--- Excerpted records Enclosed Below ---

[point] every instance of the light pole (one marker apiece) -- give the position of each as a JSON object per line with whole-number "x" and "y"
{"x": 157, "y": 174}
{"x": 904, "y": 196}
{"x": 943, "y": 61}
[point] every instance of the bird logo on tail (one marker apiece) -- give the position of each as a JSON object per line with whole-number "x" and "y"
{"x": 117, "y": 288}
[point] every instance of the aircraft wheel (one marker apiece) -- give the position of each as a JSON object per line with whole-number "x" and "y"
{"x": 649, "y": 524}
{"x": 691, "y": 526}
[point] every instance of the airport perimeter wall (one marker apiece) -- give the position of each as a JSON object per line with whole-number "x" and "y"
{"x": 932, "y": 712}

--- End of Enclosed Excerpted records ---

*Task to carry out*. Copy, without any change, the lines above from the one containing "[point] every instance of the aircraft" to the end, both ends included. Add nothing else.

*Solution to this problem*.
[point] every instance of the aircraft wheel (one marker apiece) -- give the position of each as a JSON object per line with whole-number "x" and "y"
{"x": 649, "y": 524}
{"x": 691, "y": 526}
[point] every instance of the airport perimeter wall (one marker apiece) -- give the position of each as a JSON object per line with whole-number "x" and "y"
{"x": 932, "y": 712}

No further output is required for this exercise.